QUESTIONS:
(1) Rewrite the paragraph of the parenting passage that begins "There is a little bit of kid in every grown-up ESTP" as a short bulleted list that keeps its main facts.
(2) From the parenting passage, extract word for word the portion starting at "The ESTP doesn't" and ending at "and their mate.".
(3) Extend the parenting passage, picking up after its final sentence.

READING PASSAGE:
* * * * * * *

I have a daughter and two sons. The boys get along with me swimmingly. My daughter came out sensitive from day one. High needs, lots of attention and feelings easily hurt. I feel bad that she just isn't as outgoing and bubbly as the four of us. She seeks perfection and did from day one. She puts so much pressure on herself. I can tell her a thousand times that she did a good job and try to move onto the next thing, but she'll keep thinking about it. She hates trying new things (except food, she's adventurous with food), but the rest of us try new things all the time and I can't always leave her out. She takes things so seriously and misses the joke when the other kids are laughing. She has some fantastic gifts, but I worry about her ability to socialize later. She got my looks, so that should help. We can try to build her up, but I really wish she wouldn't tear herself down. I seem to be in a race against time to fill her with positive feedback before her teens hit. I'm probably doing it all wrong, but you can only try your best right? 

This is what it says about ESTP Parents:

 There is a little bit of kid in every grown-up ESTP, so they're likely to really enjoy spending time "playing" with their children. The ESTP's goal with regards to parenthood is usually not structured or organized. They tend to take things as they come, and teach their kids what seems appropriate when situations occur. The ESTP is enthusiastic about both teaching their children and learning from them. They're likely to value their kids as individuals, and allow them to have their own voices in the family unit. 

The ESTP doesn't believe that they have all the answers. They believe that many things in life have no obvious answer. They tend to be very down to earth individuals who do not believe that they're better than others, or that they have some great voice of authority within them. Therefore, they're likely to be their children's friend and companion more than a disciplinary guide. However, the ESTP will not have a problem with issuing punishment and discipline when necessary. But, the ESTP has such easy-going ways that they're not likely to see the need for discipline as frequently as some other types do. This may be a point of contention between the ESTP and their mate.

* * * * * * *

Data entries
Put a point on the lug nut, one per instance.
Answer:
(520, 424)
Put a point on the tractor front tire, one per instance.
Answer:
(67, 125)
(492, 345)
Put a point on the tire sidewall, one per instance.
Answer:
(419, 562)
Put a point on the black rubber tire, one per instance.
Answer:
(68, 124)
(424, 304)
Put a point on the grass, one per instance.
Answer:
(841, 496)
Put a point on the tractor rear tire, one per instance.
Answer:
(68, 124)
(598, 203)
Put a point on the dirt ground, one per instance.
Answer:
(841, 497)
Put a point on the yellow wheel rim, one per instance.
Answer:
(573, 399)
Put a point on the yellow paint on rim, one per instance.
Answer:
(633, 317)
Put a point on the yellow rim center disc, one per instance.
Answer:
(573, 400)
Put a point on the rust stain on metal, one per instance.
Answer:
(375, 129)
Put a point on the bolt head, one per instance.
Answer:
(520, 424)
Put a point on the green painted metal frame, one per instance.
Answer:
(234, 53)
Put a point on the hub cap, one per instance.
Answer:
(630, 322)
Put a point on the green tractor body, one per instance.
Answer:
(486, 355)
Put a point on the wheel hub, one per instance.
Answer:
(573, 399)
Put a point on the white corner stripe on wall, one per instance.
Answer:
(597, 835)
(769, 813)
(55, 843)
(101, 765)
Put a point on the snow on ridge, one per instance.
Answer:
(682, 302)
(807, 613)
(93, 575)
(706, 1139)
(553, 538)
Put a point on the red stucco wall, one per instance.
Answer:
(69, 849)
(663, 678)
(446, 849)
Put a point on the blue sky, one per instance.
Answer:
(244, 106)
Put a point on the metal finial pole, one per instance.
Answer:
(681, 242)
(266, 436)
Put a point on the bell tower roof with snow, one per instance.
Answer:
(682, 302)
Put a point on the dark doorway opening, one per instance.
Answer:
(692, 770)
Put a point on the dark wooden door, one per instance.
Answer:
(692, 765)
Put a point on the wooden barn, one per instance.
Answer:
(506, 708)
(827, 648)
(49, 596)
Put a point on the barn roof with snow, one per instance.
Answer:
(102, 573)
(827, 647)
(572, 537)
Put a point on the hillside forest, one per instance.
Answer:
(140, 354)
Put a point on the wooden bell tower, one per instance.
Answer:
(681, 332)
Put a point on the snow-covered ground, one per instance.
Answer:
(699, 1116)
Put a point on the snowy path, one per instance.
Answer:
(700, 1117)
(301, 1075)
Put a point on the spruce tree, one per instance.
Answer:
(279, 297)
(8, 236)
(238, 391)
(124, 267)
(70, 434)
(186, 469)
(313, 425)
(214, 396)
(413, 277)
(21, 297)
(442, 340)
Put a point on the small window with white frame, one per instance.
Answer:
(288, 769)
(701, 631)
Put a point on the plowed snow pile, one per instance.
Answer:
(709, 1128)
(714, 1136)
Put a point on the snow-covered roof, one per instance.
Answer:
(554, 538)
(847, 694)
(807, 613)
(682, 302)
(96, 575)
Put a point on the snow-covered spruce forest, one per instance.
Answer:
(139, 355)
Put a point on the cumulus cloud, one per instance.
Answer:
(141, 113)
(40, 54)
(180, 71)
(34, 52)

* * * * * * *

RESPONSES BY TASK:
(1)
- Every grown-up ESTP has a bit of kid in them, so they tend to enjoy "playing" with their children.
- Their approach to parenthood is usually unstructured and unorganized.
- They take things as they come and teach what seems appropriate as situations occur.
- They are enthusiastic about both teaching their children and learning from them.
- They value their kids as individuals and let them have their own voices in the family.

(2)
The ESTP doesn't believe that they have all the answers. They believe that many things in life have no obvious answer. They tend to be very down to earth individuals who do not believe that they're better than others, or that they have some great voice of authority within them. Therefore, they're likely to be their children's friend and companion more than a disciplinary guide. However, the ESTP will not have a problem with issuing punishment and discipline when necessary. But, the ESTP has such easy-going ways that they're not likely to see the need for discipline as frequently as some other types do. This may be a point of contention between the ESTP and their mate.

(3)
Highly practical and quick-acting, the ESTP is excellent to have around in an emergency. They're tuned in to everyday needs, and are likely to be good providers of practical care. They will not be overly expressive of their feelings for their children, and may be gruff and unnatural when expressing love. 
In general, ESTPs are enthusiastic parents who usually form strong bonds of friendship with their offspring. 
 
I do LOVE being a parent. My kids aren't so little anymore. Sometimes they want me to play with them, which I enjoy. But I try to give them some space. I have an easier relationship with the boys. Not that my daughter seems to avoid me or anything. She likes to take my doodles and copy them and I show her how to do make-up and hair and that sort of thing. But when we ziplining on Saturday, I couldn't coax her up into the tree. She just had that stricken look on her face. And then I broke my finger and bruised my ribs and she gave me lecture that she knew it was dangerous. I don't want her to be the odd one out ALL the time and I want her to be independent. Obviously, she's free to say no. I just want her to have some fun once in awhile. At least she's still small enough to think I'm awesome. In a few years she'll be too cool for me.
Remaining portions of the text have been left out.